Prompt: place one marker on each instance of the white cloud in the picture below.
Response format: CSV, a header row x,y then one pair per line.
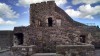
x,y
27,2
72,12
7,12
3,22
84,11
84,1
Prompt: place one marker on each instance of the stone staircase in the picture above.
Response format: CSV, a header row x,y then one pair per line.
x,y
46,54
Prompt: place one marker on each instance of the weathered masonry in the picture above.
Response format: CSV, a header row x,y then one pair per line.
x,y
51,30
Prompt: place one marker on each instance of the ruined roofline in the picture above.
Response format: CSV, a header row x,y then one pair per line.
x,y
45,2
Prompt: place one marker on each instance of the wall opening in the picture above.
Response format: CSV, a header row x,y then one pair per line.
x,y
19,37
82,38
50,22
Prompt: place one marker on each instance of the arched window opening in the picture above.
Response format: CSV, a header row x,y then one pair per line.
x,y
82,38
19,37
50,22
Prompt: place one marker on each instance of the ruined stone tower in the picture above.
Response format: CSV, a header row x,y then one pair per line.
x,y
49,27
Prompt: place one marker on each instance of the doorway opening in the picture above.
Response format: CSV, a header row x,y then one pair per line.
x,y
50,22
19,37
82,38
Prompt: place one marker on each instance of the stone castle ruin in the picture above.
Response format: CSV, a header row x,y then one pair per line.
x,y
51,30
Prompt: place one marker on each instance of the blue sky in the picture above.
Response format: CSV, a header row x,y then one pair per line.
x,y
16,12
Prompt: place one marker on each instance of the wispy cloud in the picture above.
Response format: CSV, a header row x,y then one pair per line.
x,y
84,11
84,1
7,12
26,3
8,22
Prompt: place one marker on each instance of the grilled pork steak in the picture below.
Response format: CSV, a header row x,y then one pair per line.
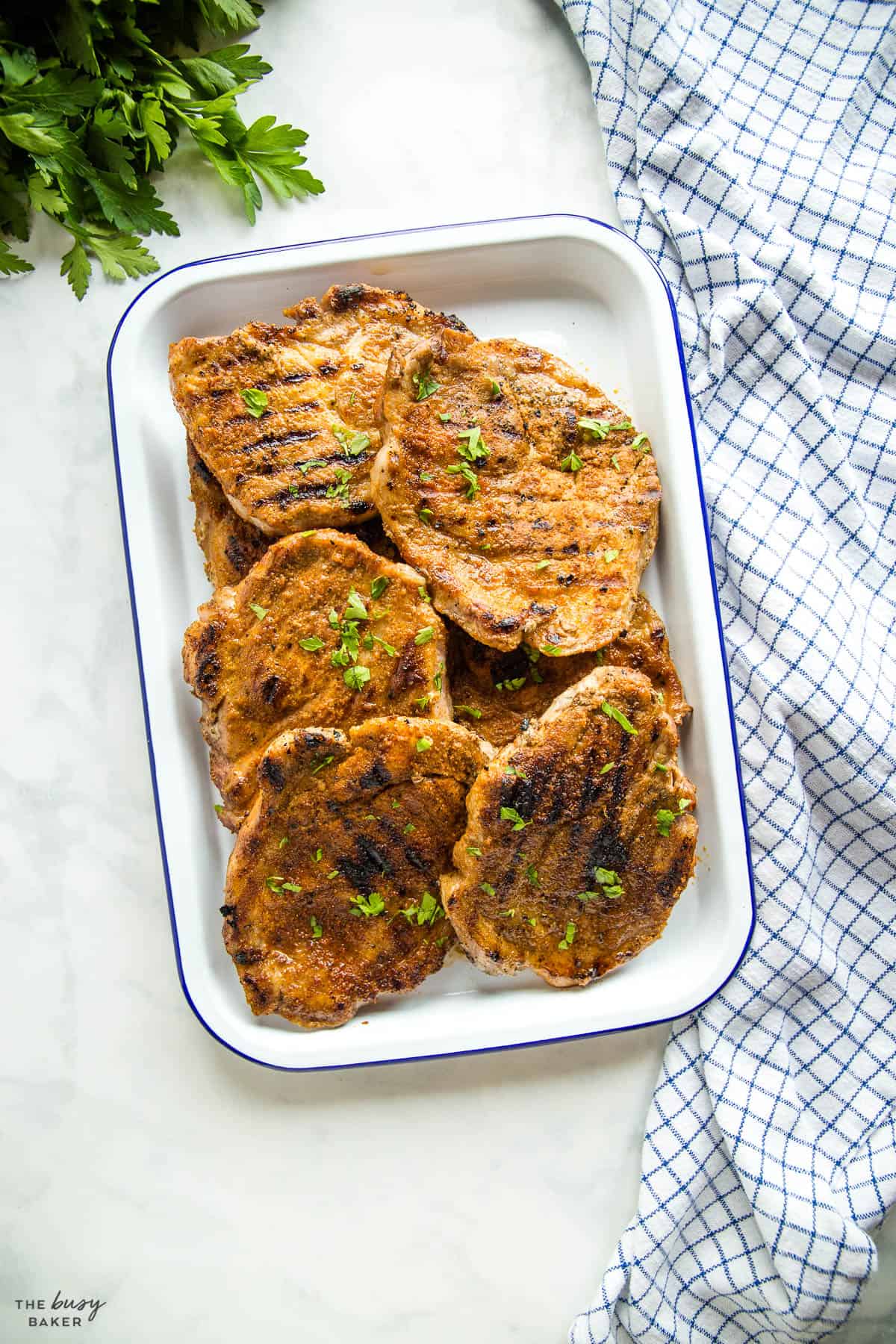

* _Stated task_
Write out every line above again in full, and shift each x and y coordinate in the answers by -54. Omit the pictures.

* _Answer_
Prompt: place one marker on each instance of the white cloud in the picture below.
Response format: CSV, a header row x,y then one pair per line.
x,y
-27,-52
18,-42
-47,-42
-51,-32
30,-43
30,-53
Prompt: place one marker on each instance of the stone staircase in the picture above.
Response format: CSV, a header row x,y then one pair per line.
x,y
-8,0
Prompt: place one marker on each instance of the weathered masonry in the picture above.
Response format: CSV, a header row x,y then one pair per line.
x,y
-3,-24
Prompt: place one marker on each instance of the ruined roofline in the picture above.
Response format: CSV, a header row x,y then one pair per line.
x,y
-9,-52
Prompt: place one marker on each instance of the wall opening in the picture above.
Response format: CSV, a header row x,y then one pair per line.
x,y
-35,-17
28,-16
-4,-32
Prompt: place one marker on each instance of the arched window opening in the picture above.
Response format: CSV, a header row x,y then one pair per line.
x,y
28,-16
-35,-17
-4,-32
Prompt: place one marker on each instance of the ruined stone tower in the picture above.
Response format: CSV, a header row x,y then one pair per line.
x,y
-5,-27
Prompt: place one marker on each instance of the doorway opening in the picture above.
Response format: CSV, a header row x,y then one pair per line.
x,y
-4,-32
-35,-17
28,-16
Prompt: place one marker on each instance of the stone castle ruin in the picture above.
Response format: CSV, a header row x,y then one pair per line.
x,y
-3,-24
Prompt: place one marker on each instance of the blue sky in the picture above.
Response format: CSV, a header row x,y then one pair per line.
x,y
-38,-42
Prompt: place one marker on each instance of the wispy cloud in the picture above.
Response format: CSV, a header row x,y then one pair per line.
x,y
30,-43
30,-53
-47,-42
-28,-51
-46,-32
Prompt: place one marker on each instance of the grilled pork steak in the picture below.
Response format: CSV, a header row x,y then one pair per line.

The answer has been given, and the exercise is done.